__WHAT IS NEEDED__. Find every line among the items below that contains the word "wooden", and copy each of those lines. Treat the match as case-sensitive.

(Detection examples)
>> Start

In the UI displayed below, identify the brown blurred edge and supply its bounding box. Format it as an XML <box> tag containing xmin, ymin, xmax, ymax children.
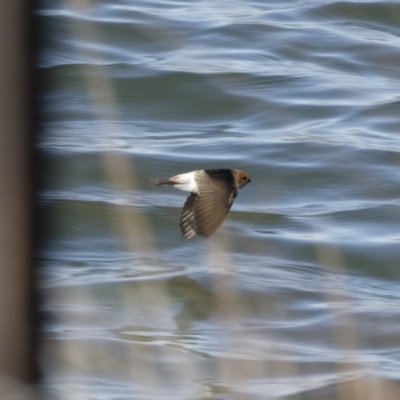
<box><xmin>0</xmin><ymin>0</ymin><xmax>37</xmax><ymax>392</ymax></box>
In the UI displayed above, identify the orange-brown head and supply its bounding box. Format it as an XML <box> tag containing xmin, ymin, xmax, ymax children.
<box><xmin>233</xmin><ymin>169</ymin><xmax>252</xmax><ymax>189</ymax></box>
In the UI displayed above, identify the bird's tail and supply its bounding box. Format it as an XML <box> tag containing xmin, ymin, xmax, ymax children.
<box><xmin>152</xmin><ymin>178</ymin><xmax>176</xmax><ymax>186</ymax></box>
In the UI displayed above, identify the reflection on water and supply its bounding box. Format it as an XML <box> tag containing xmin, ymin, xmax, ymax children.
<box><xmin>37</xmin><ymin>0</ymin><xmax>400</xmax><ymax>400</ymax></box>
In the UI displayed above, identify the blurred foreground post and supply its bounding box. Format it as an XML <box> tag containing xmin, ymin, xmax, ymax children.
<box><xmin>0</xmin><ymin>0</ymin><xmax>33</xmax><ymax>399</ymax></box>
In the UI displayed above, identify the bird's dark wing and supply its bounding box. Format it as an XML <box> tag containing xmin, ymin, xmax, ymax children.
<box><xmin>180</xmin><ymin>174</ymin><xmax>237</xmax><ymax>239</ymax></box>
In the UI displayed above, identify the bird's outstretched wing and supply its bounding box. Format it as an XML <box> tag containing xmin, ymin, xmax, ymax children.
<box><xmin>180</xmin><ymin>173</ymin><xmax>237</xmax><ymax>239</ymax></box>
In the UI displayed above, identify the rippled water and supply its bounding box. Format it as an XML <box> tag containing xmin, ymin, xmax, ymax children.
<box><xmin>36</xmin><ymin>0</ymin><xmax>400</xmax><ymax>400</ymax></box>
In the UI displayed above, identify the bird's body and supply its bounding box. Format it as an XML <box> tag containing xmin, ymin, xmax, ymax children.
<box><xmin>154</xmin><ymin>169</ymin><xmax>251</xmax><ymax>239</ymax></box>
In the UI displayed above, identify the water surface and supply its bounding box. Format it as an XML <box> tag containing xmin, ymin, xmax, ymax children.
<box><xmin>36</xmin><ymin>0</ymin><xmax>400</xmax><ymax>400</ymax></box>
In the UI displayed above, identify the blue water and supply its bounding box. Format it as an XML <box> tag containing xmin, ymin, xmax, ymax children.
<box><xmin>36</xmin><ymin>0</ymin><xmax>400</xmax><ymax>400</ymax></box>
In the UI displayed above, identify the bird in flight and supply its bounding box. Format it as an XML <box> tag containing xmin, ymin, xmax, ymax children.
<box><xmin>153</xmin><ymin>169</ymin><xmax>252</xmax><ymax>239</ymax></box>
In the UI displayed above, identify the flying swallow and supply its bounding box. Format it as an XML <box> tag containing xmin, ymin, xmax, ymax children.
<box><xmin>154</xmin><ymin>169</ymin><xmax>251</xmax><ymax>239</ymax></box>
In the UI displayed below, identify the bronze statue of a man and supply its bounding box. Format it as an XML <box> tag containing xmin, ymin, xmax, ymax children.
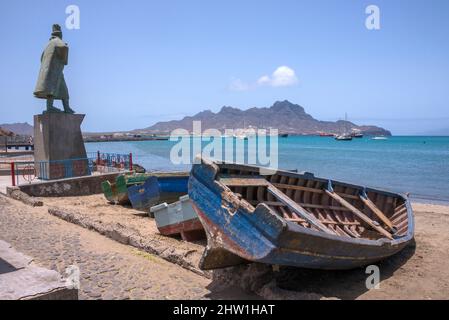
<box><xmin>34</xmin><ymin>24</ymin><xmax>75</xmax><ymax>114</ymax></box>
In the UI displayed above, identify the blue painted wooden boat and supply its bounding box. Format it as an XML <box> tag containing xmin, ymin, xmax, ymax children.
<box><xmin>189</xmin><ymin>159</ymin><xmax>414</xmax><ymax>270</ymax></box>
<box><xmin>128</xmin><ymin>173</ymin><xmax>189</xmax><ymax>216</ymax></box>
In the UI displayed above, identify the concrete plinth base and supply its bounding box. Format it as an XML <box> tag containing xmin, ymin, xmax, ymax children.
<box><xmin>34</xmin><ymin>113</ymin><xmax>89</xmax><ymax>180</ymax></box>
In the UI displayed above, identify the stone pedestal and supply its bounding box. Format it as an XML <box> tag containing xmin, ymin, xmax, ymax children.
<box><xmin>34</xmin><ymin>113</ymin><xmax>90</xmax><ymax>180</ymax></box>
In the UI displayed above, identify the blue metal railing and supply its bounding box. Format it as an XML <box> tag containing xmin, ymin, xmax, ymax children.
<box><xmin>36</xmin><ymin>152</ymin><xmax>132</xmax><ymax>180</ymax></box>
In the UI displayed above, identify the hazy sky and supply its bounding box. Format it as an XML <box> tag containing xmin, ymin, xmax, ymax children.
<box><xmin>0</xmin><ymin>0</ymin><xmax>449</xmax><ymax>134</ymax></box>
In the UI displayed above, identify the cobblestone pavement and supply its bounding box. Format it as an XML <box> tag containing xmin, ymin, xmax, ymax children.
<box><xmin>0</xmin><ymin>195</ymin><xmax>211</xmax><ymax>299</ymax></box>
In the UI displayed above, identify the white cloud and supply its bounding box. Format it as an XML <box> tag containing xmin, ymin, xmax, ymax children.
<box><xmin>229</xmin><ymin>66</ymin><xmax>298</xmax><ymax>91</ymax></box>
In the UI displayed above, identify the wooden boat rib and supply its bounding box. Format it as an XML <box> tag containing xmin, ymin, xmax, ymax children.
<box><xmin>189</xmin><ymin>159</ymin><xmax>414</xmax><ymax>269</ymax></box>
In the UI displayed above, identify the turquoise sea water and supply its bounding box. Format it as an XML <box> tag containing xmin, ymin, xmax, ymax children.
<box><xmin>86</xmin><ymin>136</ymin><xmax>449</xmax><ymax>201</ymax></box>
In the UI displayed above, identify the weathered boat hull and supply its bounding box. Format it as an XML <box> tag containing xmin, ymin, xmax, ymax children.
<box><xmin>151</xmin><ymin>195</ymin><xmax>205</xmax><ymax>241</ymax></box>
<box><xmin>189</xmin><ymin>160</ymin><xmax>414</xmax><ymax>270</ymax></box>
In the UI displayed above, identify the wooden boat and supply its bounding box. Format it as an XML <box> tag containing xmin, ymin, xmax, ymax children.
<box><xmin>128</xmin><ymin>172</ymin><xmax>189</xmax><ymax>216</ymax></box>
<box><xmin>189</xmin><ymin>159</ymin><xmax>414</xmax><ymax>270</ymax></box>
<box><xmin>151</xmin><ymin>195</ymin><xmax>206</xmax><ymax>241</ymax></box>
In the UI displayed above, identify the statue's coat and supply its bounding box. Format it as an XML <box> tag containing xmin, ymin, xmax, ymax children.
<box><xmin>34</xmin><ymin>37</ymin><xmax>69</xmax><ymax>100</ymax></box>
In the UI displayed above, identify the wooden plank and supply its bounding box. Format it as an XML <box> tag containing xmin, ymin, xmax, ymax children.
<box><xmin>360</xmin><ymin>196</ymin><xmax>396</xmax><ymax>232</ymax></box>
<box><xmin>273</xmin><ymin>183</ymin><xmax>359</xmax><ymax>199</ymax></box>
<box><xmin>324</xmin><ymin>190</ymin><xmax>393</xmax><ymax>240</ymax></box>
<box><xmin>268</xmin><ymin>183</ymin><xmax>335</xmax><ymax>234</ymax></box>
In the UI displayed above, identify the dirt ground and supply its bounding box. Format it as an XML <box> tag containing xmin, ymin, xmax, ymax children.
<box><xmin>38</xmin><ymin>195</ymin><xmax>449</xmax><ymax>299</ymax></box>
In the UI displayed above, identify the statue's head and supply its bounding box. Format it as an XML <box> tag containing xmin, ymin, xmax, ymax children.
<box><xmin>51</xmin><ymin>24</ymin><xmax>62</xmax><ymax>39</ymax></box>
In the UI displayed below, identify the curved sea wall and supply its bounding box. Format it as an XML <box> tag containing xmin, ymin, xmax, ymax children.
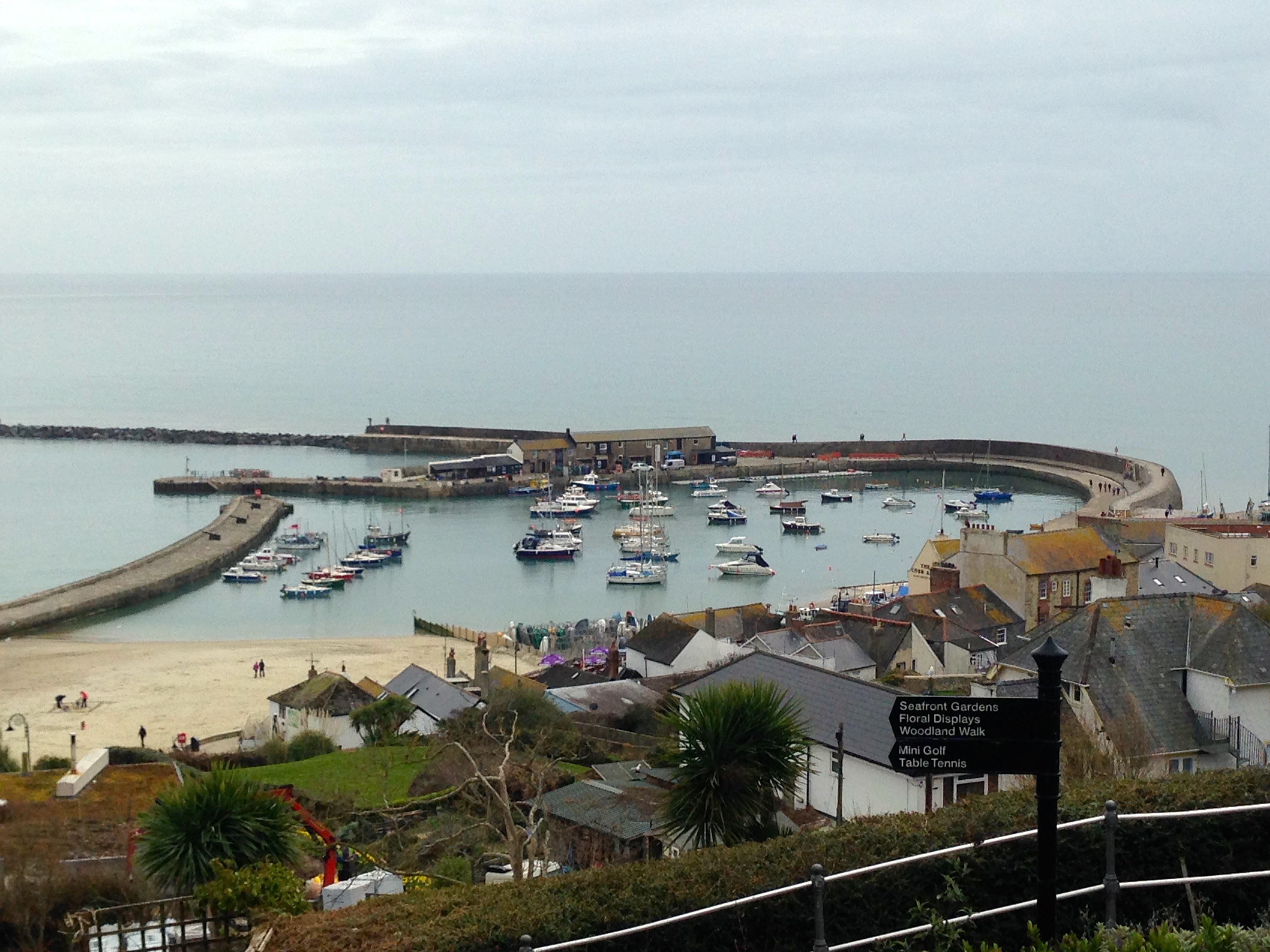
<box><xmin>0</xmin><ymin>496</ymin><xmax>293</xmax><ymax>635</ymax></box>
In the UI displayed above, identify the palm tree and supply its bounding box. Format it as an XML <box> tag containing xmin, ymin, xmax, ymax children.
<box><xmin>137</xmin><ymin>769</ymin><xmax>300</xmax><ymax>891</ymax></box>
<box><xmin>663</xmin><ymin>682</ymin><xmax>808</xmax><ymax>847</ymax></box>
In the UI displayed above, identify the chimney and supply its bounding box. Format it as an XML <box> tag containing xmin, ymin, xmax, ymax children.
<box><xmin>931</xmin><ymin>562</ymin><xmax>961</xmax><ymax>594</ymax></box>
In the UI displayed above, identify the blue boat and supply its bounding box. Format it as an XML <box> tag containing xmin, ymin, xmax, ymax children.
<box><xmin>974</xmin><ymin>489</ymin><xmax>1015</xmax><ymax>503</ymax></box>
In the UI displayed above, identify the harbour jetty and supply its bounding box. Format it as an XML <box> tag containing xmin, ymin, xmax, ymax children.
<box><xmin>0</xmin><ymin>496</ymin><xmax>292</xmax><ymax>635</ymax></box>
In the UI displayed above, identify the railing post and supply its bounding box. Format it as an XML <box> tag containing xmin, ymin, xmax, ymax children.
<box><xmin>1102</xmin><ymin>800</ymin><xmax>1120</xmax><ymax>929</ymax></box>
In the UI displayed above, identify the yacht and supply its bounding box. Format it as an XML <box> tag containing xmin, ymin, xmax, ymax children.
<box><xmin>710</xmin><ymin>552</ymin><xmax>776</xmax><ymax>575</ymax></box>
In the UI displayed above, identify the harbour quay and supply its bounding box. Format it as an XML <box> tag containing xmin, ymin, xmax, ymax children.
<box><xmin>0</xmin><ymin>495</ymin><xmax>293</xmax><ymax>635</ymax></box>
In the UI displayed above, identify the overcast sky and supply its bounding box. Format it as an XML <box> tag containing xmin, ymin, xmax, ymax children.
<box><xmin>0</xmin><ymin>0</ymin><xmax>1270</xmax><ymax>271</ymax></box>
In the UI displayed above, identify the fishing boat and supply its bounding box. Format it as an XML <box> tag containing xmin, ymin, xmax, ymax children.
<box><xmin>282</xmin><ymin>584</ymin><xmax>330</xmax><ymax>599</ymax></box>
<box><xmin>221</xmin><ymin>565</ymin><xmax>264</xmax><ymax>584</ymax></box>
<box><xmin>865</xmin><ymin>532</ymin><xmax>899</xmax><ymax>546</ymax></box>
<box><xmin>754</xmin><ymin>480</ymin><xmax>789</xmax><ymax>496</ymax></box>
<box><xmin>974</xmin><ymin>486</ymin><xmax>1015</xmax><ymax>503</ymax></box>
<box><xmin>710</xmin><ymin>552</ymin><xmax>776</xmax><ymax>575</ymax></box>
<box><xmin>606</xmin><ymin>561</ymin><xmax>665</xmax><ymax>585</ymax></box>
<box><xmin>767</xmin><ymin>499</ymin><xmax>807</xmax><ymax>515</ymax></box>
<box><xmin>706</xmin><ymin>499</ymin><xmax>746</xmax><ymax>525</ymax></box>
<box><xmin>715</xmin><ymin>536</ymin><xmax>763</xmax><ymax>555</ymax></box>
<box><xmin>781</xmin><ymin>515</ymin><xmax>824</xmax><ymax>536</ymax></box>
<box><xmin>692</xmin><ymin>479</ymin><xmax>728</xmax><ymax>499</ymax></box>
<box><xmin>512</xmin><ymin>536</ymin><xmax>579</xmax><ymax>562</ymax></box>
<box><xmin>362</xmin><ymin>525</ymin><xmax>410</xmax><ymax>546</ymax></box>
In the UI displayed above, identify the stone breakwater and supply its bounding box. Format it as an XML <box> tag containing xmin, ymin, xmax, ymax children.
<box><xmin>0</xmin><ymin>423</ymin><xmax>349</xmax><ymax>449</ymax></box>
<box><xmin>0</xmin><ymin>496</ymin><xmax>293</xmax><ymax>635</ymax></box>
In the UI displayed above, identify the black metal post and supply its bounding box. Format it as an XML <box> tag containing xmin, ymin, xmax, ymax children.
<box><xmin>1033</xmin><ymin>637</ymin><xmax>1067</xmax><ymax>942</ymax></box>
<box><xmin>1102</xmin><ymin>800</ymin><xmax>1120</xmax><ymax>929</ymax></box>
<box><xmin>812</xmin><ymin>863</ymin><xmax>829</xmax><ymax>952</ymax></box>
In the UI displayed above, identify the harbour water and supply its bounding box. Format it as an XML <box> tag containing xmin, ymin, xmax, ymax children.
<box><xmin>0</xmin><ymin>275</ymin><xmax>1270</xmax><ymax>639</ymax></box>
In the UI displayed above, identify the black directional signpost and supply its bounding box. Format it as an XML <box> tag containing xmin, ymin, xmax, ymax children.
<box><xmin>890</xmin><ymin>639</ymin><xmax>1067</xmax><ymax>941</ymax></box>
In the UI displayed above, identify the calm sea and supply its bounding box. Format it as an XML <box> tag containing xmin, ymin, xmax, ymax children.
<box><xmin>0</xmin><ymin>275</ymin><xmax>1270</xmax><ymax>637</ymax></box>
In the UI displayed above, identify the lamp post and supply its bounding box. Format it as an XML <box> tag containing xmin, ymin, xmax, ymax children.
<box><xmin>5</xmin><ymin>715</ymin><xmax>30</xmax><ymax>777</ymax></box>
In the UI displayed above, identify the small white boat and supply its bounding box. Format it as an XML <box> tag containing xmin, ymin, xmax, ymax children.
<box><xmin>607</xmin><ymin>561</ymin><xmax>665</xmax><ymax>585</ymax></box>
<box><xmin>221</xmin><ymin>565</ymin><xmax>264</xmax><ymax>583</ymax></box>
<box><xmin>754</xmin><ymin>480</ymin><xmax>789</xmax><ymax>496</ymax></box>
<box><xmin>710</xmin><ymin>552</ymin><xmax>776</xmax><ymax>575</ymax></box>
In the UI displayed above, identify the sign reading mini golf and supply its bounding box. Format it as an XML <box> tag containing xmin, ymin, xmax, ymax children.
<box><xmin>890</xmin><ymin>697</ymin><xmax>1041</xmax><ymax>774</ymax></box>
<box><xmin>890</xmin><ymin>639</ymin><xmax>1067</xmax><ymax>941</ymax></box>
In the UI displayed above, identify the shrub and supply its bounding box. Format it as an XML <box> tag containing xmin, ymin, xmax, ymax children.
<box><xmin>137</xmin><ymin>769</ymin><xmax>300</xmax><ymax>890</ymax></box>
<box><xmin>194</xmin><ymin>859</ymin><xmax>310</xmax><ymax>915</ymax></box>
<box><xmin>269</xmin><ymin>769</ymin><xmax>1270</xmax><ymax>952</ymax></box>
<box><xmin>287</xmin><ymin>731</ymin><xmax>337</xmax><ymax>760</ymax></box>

>> End

__TASK SOLUTION__.
In the UI displayed above, identify the blue painted wooden boat and supply its bounding box. Format it as an XML <box> tag containing xmin, ymin, xmax, ymax children.
In the UI displayed above, identify the wooden boat rib and supply its bounding box. Format it as an XML <box> tag containing xmin, ymin, xmax, ymax children.
In the UI displayed above, identify the wooden boat and supply its bounding box. Format it as an XML <box> tag containing xmin, ymin, xmax, ymax children.
In the UI displayed above, identify the wooden plank and supply its bounding box. Format it as an XML <box> tag containing xmin, ymin, xmax, ymax children.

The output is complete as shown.